### Brano fornito:
┌──

Rispetto a ciò che Renato aveva fatto precedentemente forse è un disco dove c'è un po' troppa elettronica, incluso un piano elettrico che sostituisce quello classico perfino su "E ci sei", la più orchestrale e classica del disco insieme a "Figli della guerra".

L'altra musicassetta che ricevetti in quel periodo è un disco che ora è uno di quelli che mi fa più compagnia, anche perché contiene una delle poche canzoni di Renato Zero che ho inserito nel mio repertorio. Mi riferisco a "Erozero", album del '79 che conteneva la giustamente celeberrima "Il carrozzone", ballata meravigliosa, ritratto del mondo sincero ma poetico come pochi. Quel disco, però, secondo me conteneva un gioiello ignorato intitolato "La rete d'oro", brano per il quale Renato non ha fatto abbastanza. Figuratevi che da quando lo seguo live (e le date che ha fatto a Perugia dal 1996 le ho viste tutte!) non l'ha mai eseguita. Quell'lp comunque è di un'imponenza in tutti i sensi quasi insuperabile.

Molto speciale è anche "Tregua", doppio che conteneva brani molto famosi come "Amico". Il disco è speciale perché loricevetti quando facevo le elementari, insiemead un altro altrettanto fondamentale anche se forse meno riuscito a livello di musicalità. Mi riferisco a "Trapezio", di cui amo le melodie ma non condivido molti arrangiamenti, basi troppo rock su temi dalla forte impronta classica.

Da questo disco sono bellissimi alcuni brani come "Motel", "Salvami", "un uomo da bruciare", forse anche qualche altra che mi sfugge. A parte vanno citate le tre "ripescate" dai due precedenti lavori di Zero "No mamma no" (1973) ed "Invenzioni" (1974). Bellissima, ma forse un pochino ignorata, è "Inventi", resa immortale nel live "Icaro", altro disco fondamentale del mio rapporto con Zero.

Anche questo doppio disco, attualmente introvabile su cd che io sappia, mi arrivò nello stesso periodo, ormai nonricordo più tramite chi. Comunque è meraviglioso e le pecche sono poche, anche se si sente forte la mancanza dell'orchestra. Bellissima è la versione che apre il disco 1 di "niente trucco stasera". Meraviglioso è il pianoforte che fa da perno di tutto il brano, permettendo forse al testo una maggiore solennità.

Bellissima è la già citata "Vivo", eseguita solo con il pianoforte di Stefano Senesi. Le pecche sono una "Triangolo" forse esageratamente forzata, soprattutto una "Madame" purtroppo spinta verso vette di rock esagerato per qualsiasi italiano che non voglia tradirsi dentro.

└──

Voci di dati memorizzate:
┌──

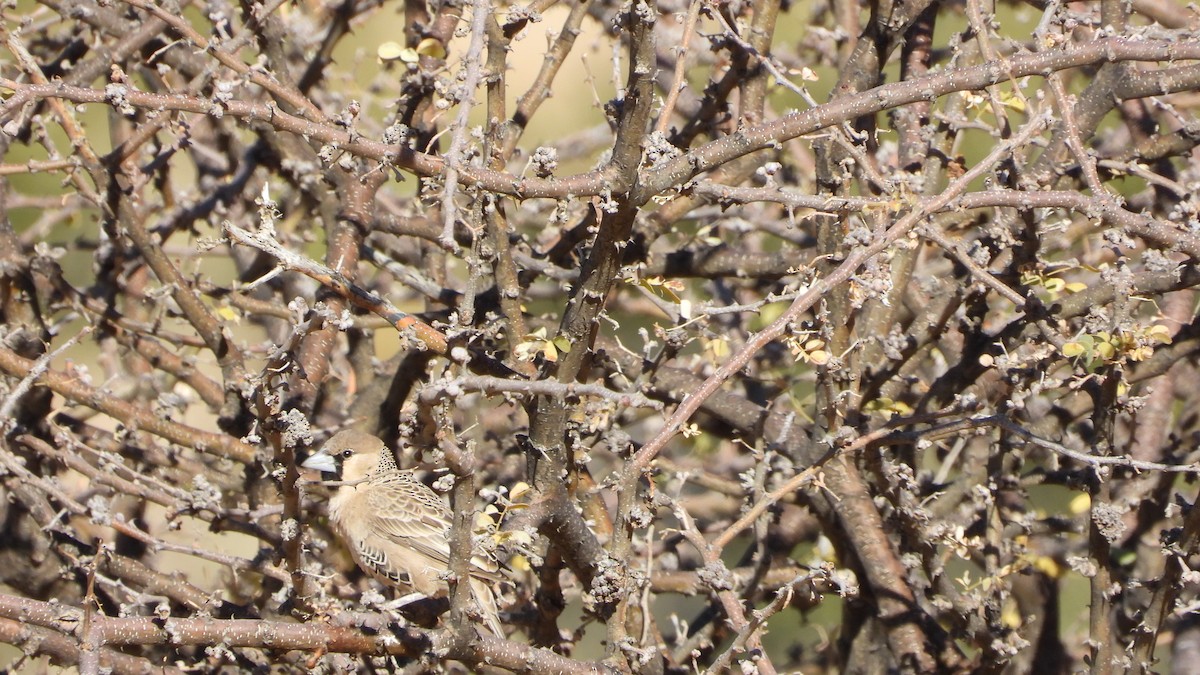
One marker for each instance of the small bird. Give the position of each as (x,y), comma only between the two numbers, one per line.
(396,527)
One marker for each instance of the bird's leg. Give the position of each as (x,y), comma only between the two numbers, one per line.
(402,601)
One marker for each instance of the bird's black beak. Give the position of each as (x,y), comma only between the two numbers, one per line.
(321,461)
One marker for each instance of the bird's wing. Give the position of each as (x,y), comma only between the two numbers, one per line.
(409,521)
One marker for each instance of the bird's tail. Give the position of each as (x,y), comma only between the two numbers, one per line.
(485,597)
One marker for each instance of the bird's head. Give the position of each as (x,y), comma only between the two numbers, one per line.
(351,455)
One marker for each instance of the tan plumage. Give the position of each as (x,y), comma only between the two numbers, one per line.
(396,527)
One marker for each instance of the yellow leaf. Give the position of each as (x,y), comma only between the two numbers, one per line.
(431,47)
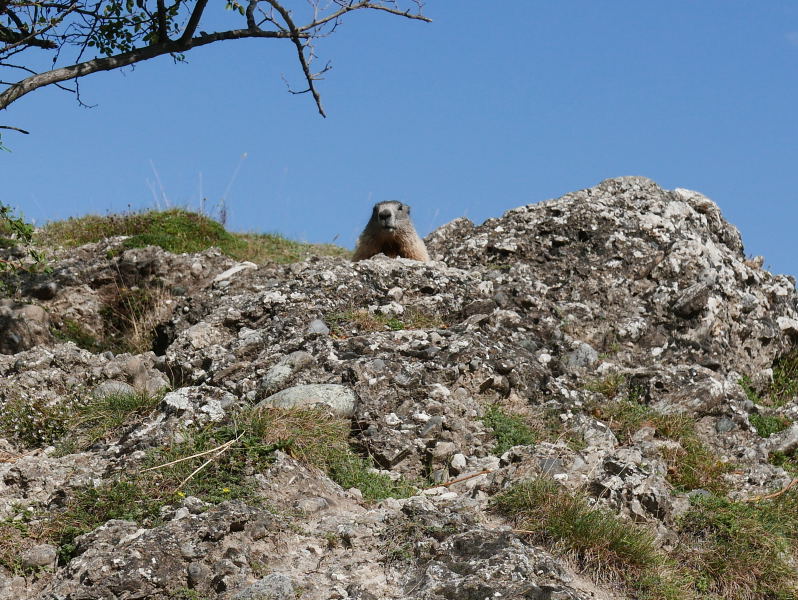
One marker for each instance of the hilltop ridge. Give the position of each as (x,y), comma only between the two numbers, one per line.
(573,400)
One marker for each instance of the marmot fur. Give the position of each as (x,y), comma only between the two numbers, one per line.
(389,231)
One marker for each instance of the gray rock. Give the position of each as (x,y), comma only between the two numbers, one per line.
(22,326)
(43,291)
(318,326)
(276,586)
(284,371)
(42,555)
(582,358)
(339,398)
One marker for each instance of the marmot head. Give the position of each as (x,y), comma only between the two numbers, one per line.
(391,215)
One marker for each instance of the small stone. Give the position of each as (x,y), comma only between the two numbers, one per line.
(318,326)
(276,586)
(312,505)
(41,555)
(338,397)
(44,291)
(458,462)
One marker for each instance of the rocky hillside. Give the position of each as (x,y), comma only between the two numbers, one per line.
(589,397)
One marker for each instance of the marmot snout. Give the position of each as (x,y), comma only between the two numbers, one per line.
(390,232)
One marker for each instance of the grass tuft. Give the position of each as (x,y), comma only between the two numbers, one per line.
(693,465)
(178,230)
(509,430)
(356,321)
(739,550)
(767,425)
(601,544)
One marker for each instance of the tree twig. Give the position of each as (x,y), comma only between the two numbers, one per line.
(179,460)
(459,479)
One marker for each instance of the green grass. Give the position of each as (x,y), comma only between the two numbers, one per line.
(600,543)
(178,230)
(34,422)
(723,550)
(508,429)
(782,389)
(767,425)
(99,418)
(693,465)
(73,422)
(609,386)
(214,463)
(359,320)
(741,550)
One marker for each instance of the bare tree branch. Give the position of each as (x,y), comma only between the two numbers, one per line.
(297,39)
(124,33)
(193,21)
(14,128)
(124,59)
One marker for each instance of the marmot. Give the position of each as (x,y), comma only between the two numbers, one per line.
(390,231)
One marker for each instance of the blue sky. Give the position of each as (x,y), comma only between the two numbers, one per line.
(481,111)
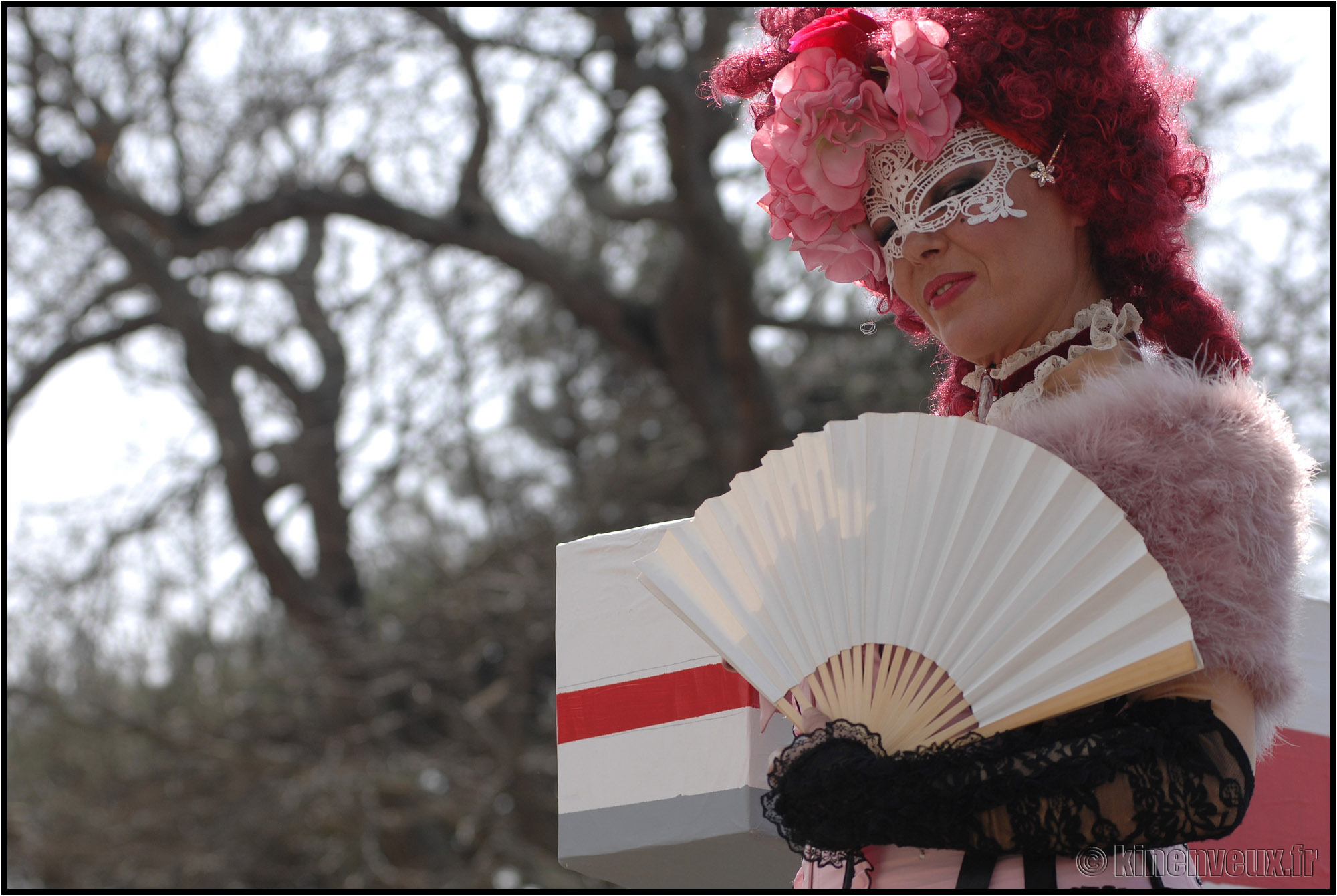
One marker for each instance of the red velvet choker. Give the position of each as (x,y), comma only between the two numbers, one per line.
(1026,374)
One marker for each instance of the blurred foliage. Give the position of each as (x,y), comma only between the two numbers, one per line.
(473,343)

└──

### Consegne:
(A) Riassumi in due frasi il brano sui dischi di Renato Zero.
(B) Prosegui il brano sui dischi di Renato Zero dal punto in cui si interrompe.

### Soluzioni:
(A) Chi scrive ripercorre alcuni album di Renato Zero ricevuti in passato, come "Erozero", "Tregua", "Trapezio" e il live "Icaro", e ne indica i brani preferiti, tra cui "Il carrozzone", "La rete d'oro" e "Inventi". Accanto agli apprezzamenti segnala alcune pecche, come l'eccesso di elettronica, gli arrangiamenti troppo rock e, nel doppio dal vivo, la mancanza dell'orchestra.

(B)
Mi è indifferente, anche se ne riconosco la forza "Leoni si nasce" del 1984, mentre adoro "Via tagliamento 1965-1970", di cui però conosco bene solo il primo volume. Non credo che a questo disco sia toccata una sorte degna della sua bellezza, mi riferisco soprattutto a brani come "Piper club", "Niente", "Ragazzo senza fortuna" o "Che bella libertà". È un disco dove l'elettronica non soppianta gli strumenti acustici, si mette umilmentete e rispettosamente al loro servizio. Il brano "Ragazzo senza fortuna" va segnalato per una bellissima parte di chitarra classica, oltre che per un testo dove, anticipando "Artisti" e soprattutto la bellissima, recente e giustamente famosa "Ancora qui", Renato racconta con la sua solita sincerità disarmante i suoi inizi di carriera al "Piper club", luogo che comunque in questo lp ha una ballata a lui dedicata ripresa ben due volte (se non erro!).

Un'altra storia un po' speciale riguarda "Prometeo", secondo live di Renato uscito nel 1991 dopo la sua partecipazione a Sanremo (che io sappia!). Lì l'unica pecca è "Inventi", che diventa un po' troppo rock, ma in un cd con un totale di 23 tracce si può straperdonare anche pensando a "Spalle al muro", il bellissimo e anch'esso giustamente famoso brano scritto da Mariella Nava e portato dal nostro al Festival di Sanremo 1991 (che tempi!).

Il brano in un certo senso anticipa quella che sarà poi la tematica di un altro classico dell'ultimo repertorio di Zero, la ballata "Nei giardini che nessuno sa". La mia storia privata con il cd "Prometeo" riguarda il primo volume di questo doppio cd, che mi fu prestato in cassetta, in una copia che io poi non credo di aver mai ridato al suo legittimo proprietario. Questa persona, che se leggesse si riconoscerebbe perfettamente, me la prestò ad uno scopo ben preciso, affinché io imparassi "Amico", ballata che poi io le cantai anni e anni dopo emozionandola molto.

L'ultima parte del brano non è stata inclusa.